» What you need to do:
Format every line of the entries below as a Markdown table with the columns "Row" and "Line text," skipping blank lines and leaving out the pictures.

Begin Dataset rows

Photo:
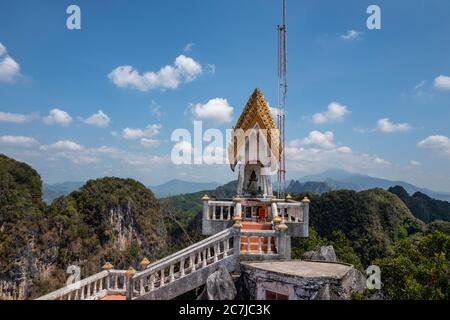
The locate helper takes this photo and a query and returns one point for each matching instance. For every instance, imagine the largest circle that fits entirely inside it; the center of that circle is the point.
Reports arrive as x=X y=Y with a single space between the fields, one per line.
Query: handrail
x=79 y=285
x=182 y=253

End Dataset rows

» Correct answer:
| Row | Line text |
|---|---|
| 1 | Photo: |
| 2 | The locate helper takes this photo and a query and returns one point for each matching instance. For every instance, imagine the largest circle that fits entirely inside it; the center of that circle is the point. |
| 3 | Reports arrive as x=X y=Y with a single space between the fields, one per line. |
| 4 | Query: handrail |
| 5 | x=79 y=285 |
| 6 | x=182 y=253 |